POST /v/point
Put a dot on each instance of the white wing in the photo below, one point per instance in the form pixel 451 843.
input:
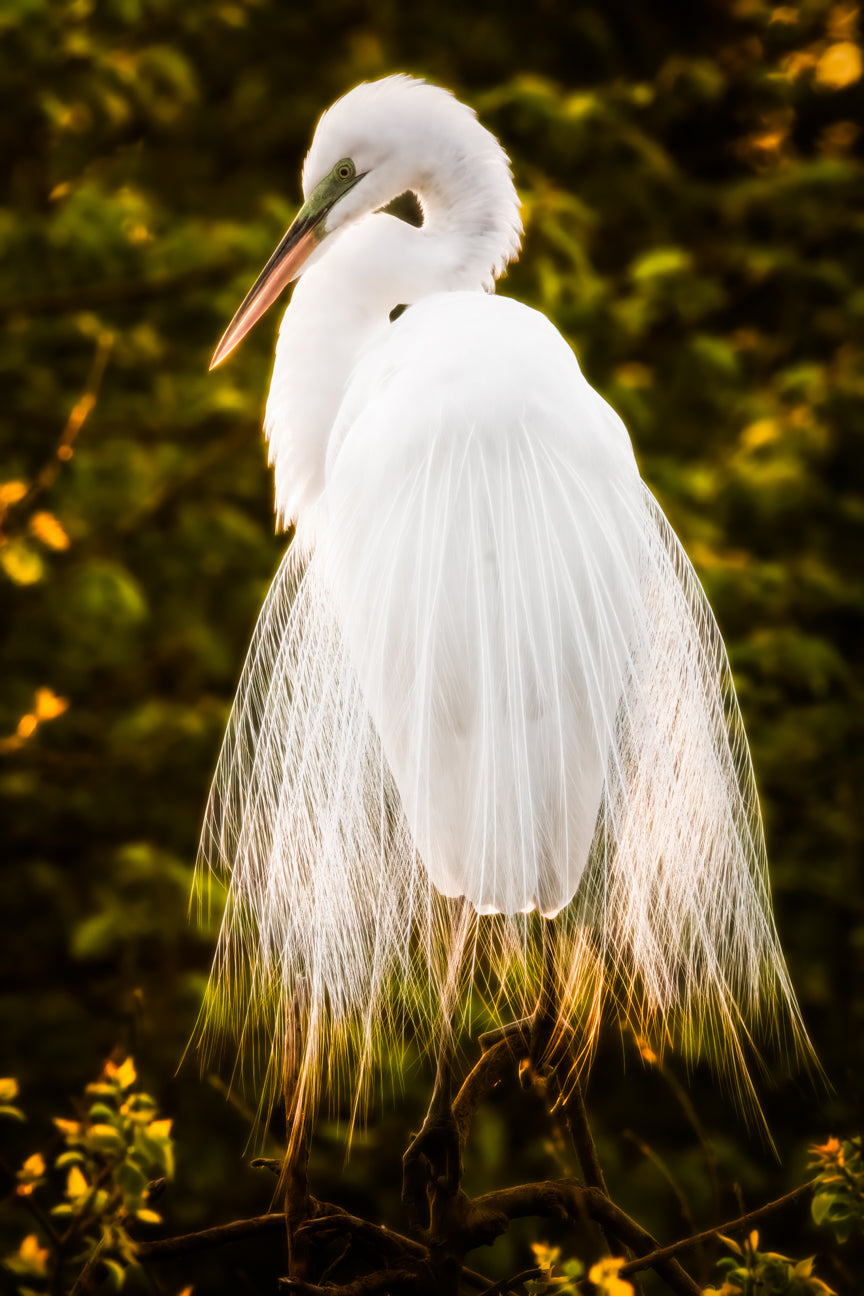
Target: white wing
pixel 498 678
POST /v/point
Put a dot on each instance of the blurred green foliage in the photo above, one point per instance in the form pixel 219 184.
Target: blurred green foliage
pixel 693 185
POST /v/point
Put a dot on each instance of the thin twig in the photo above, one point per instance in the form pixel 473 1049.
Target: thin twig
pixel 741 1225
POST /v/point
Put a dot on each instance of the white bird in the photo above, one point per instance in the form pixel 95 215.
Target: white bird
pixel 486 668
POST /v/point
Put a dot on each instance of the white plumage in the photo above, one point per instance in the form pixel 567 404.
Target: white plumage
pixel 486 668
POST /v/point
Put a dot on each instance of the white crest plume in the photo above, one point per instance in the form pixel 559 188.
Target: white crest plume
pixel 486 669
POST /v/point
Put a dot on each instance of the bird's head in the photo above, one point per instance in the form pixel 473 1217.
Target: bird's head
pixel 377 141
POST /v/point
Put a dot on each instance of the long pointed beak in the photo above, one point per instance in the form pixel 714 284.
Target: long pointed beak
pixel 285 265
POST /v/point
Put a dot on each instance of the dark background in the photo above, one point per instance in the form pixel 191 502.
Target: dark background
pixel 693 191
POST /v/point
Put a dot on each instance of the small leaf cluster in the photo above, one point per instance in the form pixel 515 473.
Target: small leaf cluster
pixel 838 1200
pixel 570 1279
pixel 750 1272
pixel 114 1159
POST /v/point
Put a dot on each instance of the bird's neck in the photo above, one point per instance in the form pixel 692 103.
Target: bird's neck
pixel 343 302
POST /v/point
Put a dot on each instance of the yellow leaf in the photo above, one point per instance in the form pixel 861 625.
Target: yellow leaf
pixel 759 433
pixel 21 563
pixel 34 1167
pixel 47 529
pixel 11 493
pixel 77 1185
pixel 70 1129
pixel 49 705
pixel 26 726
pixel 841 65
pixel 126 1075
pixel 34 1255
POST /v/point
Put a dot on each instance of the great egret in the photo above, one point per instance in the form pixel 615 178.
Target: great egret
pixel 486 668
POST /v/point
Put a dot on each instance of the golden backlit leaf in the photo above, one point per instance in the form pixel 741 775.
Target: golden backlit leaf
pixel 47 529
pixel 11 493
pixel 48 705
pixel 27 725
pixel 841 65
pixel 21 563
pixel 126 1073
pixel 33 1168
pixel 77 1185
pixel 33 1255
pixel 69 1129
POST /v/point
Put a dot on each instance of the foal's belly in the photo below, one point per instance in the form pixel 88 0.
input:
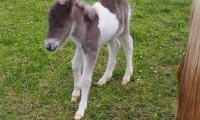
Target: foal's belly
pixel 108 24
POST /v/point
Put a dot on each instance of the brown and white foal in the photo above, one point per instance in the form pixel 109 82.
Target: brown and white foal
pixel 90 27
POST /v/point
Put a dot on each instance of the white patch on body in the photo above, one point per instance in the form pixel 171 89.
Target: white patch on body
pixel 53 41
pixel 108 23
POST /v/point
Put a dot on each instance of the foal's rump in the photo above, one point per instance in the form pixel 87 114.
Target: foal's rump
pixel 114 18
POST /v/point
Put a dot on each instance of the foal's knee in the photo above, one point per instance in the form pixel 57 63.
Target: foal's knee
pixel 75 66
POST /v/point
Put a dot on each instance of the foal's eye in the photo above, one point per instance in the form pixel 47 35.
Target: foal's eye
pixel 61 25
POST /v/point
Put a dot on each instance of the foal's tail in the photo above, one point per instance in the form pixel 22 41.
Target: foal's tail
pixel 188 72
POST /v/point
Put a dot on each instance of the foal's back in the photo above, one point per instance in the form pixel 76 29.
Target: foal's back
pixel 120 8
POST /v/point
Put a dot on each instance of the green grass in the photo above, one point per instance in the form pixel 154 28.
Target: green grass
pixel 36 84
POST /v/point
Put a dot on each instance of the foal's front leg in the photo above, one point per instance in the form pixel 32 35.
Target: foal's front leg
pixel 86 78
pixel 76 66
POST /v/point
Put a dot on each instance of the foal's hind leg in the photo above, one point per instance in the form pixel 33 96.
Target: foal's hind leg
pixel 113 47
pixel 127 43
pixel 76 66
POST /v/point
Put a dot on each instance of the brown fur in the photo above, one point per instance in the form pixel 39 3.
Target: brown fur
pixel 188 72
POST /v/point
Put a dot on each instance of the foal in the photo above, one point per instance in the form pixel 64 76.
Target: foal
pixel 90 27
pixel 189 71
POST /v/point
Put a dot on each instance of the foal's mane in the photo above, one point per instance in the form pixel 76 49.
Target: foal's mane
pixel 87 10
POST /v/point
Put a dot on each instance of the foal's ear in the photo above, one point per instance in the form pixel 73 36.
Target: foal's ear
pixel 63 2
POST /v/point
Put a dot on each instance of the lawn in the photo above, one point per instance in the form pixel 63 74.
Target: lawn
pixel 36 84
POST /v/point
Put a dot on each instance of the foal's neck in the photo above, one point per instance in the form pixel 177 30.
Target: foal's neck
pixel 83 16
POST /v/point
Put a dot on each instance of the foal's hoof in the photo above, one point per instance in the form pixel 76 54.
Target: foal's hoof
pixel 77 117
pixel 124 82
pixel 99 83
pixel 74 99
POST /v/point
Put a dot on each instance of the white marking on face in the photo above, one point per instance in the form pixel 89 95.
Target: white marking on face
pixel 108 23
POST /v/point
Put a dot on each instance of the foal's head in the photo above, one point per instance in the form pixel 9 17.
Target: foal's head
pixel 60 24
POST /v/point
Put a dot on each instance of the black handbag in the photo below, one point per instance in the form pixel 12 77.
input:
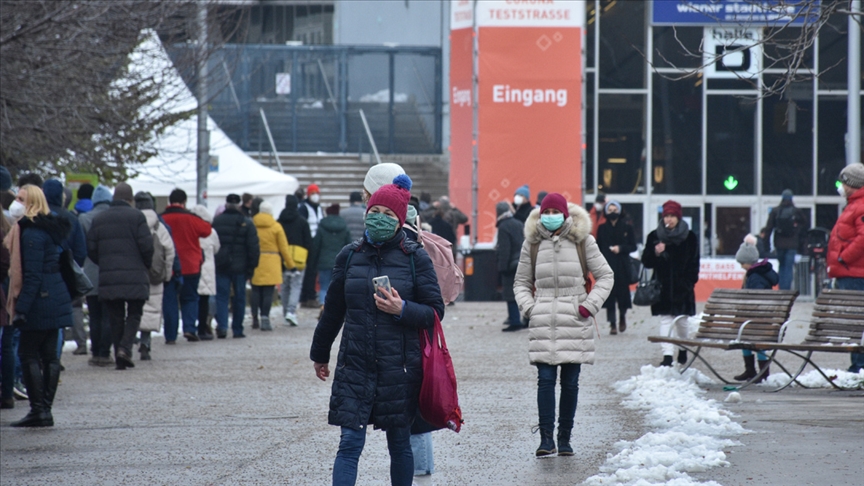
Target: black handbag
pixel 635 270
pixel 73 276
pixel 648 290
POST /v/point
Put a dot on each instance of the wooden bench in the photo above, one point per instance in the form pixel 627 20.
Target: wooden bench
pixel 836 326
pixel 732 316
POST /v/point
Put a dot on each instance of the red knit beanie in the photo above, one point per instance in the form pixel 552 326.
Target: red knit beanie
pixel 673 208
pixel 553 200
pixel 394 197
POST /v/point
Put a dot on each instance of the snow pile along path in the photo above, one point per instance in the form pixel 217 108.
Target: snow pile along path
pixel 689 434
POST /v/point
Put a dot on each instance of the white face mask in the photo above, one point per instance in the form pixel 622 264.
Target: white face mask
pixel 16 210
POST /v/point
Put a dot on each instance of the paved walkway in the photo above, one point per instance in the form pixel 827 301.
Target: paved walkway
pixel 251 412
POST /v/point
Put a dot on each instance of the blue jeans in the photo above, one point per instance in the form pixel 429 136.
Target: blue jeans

******************************

* **Task item**
The response is to contain exactly the lines from the beginning of the data through the line containing "Put a dot on each instance of the yellow", both ends included, and nothing else; omit the pictures.

* **Reply to the task**
POST /v/point
Put a dot on each instance of the white wing in the photo below, one point per instance in the form pixel 451 843.
input:
Target: white wing
pixel 498 678
POST /v/point
Put a dot on each instance of the blurred green foliage in the photo above, one point per instance in the form pixel 219 184.
Target: blurred green foliage
pixel 693 185
POST /v/point
Put a dot on each instance of the thin twig in the photo above, one point per instance in the form pixel 473 1049.
Target: thin twig
pixel 741 1225
POST /v/point
Put a dot on each instance of the white bird in the photo above, one point per instance in the form pixel 95 215.
Target: white bird
pixel 486 668
POST /v/point
Put a dot on each instance of the white plumage in the photo above, one point per instance in the form pixel 567 404.
Target: white plumage
pixel 486 668
POST /v/point
Put a dot on each instance of the white crest plume in the photo above, one point per instance in the form pixel 559 188.
Target: white crest plume
pixel 486 669
POST /v/point
Put a dot on each instance of the bird's head in the photo above, one point per instance in the form pixel 473 1217.
Target: bird's head
pixel 377 141
POST /v/point
Put a dot on each instance of the long pointed beak in the photo above, one point per instance in the form pixel 714 284.
Target: long pointed beak
pixel 285 265
POST /v/point
Put a dot on each instance of the dark background in the photo above, one point per instance in the form pixel 191 502.
Target: dark background
pixel 693 191
POST /v/point
Put a dot on each instance of the small leaf cluster in the photo above, one point per instance in the form pixel 515 473.
Target: small leaf cluster
pixel 838 1200
pixel 570 1279
pixel 750 1272
pixel 114 1159
POST /v/point
Put a dot on each instance of the bird's neck in the photo above, one point per instance in the form pixel 692 103.
Target: bird's neck
pixel 343 302
POST /v/point
Put a dot on each instance of the yellow leaf in the photo above, one point per instance in the form pixel 861 625.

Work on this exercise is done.